◆ **PROVIDED PASSAGE**:

== == ==

6 O'clock couldn't come any quicker, and off to work I went. I felt much better after moving around, so I figured, "great! I'm just fine." But after being there less than an hour, I became even more uncomfortable, was loosing a lot of mucus, and what was worse, I became paranoid thinking my baby wasn't moving anymore. I immediately asked my supervisor and two other women what I should do, whose response all was an energetic, "Go to the hospital!"

So a little after 8am, I called my parents house where we are living, and left a message to my parents and husband telling them where I was going, and to not be alarmed and please don't drive over. I called the hospital, where I spoke to the OB Nurse on staff. She didn't seem too alarmed over my symptoms, but I followed my gut, and went in anyway.

== == ==

◆ **PROBLEM 1**: Reproduce the pregnancy passage from "So a little" up to and including "went in anyway.", substituting "birthing center" for "hospital".
◆ **PROBLEM 2**: Write a continuation of the pregnancy passage that begins right after its final sentence.
The data are separate from the pregnancy passage.

== == ==

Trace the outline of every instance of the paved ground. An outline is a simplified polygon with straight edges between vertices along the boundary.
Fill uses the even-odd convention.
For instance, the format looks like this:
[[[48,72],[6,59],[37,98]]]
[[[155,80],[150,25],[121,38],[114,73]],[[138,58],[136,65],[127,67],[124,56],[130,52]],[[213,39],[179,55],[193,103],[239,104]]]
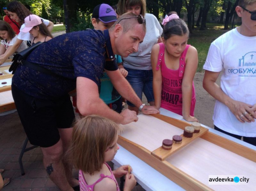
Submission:
[[[25,174],[22,176],[18,158],[26,136],[17,112],[0,116],[0,169],[5,169],[3,177],[11,183],[3,191],[54,191],[59,190],[48,177],[44,168],[39,147],[25,153],[22,161]],[[27,147],[31,146],[29,143]],[[73,169],[73,176],[78,171]],[[144,190],[138,185],[133,191]]]

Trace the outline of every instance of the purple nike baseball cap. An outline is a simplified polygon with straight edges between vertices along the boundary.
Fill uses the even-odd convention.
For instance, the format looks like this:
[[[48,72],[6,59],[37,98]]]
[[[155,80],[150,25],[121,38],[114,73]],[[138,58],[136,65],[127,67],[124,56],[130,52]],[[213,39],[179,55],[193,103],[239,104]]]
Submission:
[[[117,20],[116,14],[112,8],[108,4],[100,4],[93,10],[92,18],[99,19],[104,23],[108,23]]]

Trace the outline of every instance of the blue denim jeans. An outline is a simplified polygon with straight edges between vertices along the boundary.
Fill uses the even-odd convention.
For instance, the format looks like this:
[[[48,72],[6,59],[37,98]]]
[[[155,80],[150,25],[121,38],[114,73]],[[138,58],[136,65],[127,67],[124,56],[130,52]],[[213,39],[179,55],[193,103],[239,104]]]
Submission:
[[[125,68],[128,71],[126,80],[131,84],[137,95],[141,100],[142,92],[147,98],[148,102],[154,101],[153,93],[153,72],[152,70],[144,70]],[[127,101],[127,104],[132,107],[135,106]]]

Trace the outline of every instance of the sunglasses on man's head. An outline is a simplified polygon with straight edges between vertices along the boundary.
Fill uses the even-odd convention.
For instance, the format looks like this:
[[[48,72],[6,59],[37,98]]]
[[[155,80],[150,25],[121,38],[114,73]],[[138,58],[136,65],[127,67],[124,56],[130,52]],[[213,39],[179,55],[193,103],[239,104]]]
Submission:
[[[256,11],[254,11],[253,12],[252,12],[251,11],[250,11],[248,10],[247,10],[245,8],[242,6],[240,6],[245,11],[246,11],[248,13],[251,13],[251,20],[256,20]]]
[[[117,24],[119,24],[120,21],[122,20],[123,20],[124,19],[131,19],[132,18],[135,18],[136,17],[137,17],[137,18],[138,19],[138,22],[139,24],[143,24],[143,23],[145,23],[145,25],[146,25],[146,19],[145,19],[144,17],[142,16],[141,15],[139,15],[138,16],[136,16],[136,17],[132,17],[124,18],[123,19],[122,19],[119,21],[118,21]]]

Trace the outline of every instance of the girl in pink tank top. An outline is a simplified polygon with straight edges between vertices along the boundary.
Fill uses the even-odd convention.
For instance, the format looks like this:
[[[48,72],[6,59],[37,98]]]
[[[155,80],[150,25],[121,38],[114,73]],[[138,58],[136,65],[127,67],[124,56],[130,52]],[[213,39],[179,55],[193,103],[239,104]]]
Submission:
[[[163,43],[154,45],[151,52],[153,89],[156,107],[183,116],[188,121],[194,117],[196,96],[193,79],[198,64],[196,48],[187,44],[189,32],[176,14],[165,18]]]
[[[118,125],[112,121],[96,115],[87,116],[75,124],[70,150],[75,166],[80,169],[81,191],[120,191],[115,177],[124,175],[124,190],[131,190],[136,185],[129,165],[112,171],[106,162],[113,159],[119,149],[119,131]]]

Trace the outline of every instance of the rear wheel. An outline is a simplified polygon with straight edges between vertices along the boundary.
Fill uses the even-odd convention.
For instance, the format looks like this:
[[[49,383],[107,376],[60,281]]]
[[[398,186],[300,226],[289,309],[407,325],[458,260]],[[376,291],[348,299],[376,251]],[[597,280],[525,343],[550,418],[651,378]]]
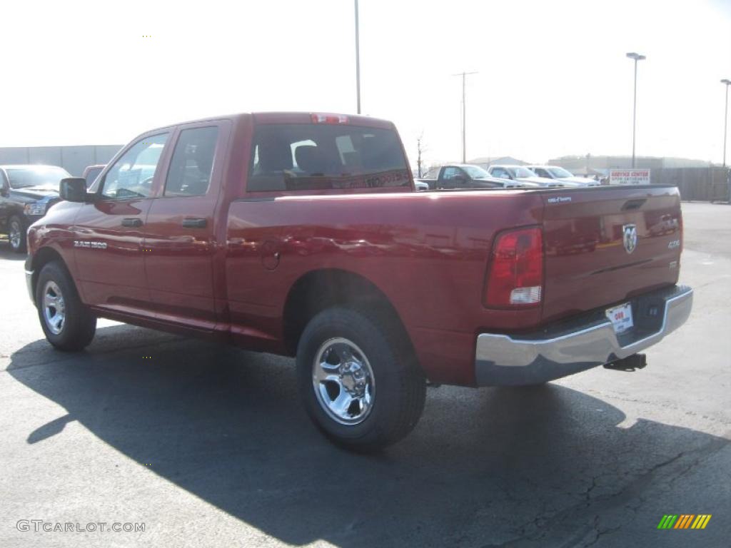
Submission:
[[[305,408],[330,440],[373,451],[416,425],[426,381],[406,345],[377,319],[333,308],[308,324],[297,351]]]
[[[12,216],[8,223],[7,238],[12,251],[15,253],[26,252],[25,224],[17,215]]]
[[[94,338],[96,318],[79,298],[66,268],[49,262],[38,275],[36,306],[48,342],[59,350],[86,348]]]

== == ==

◆ **TASK OUTPUT 1**:
So a little after 8am, I called my parents house where we are living, and left a message to my parents and husband telling them where I was going, and to not be alarmed and please don't drive over. I called the birthing center, where I spoke to the OB Nurse on staff. She didn't seem too alarmed over my symptoms, but I followed my gut, and went in anyway.

◆ **TASK OUTPUT 2**:
After admittance, a couple of nurses saw me, then a doctor. He too said I shouldn't be concerned, but for my own peace of mind (yeah, right) he would order an ultrasound for 10:30am. A little before the procedure was to be done, in walks my husband into the room. A sense of calmness went through me seeing him there. And yet a part of me was still upset with him for not listening to me
Turns out it was a major blessing to have him next to me. Minutes later, the ultrasound tech comes in, and performs a very detailed scan, much more detailed than my first ultrasound at 20 weeks. The baby was moving, and looked great. The only thing she could see, was that I had some fluid accumulating where it shouldn't have been, so she did an external vaginal ultrasound. The doctor came back in later, and sat down with us stating that my cervix was thinning out, but not to worry, just go home, take an easy, and call my OB where I had been going (we were in the process of switching to a birth center) and see what they have to say. So, that's exactly what we did.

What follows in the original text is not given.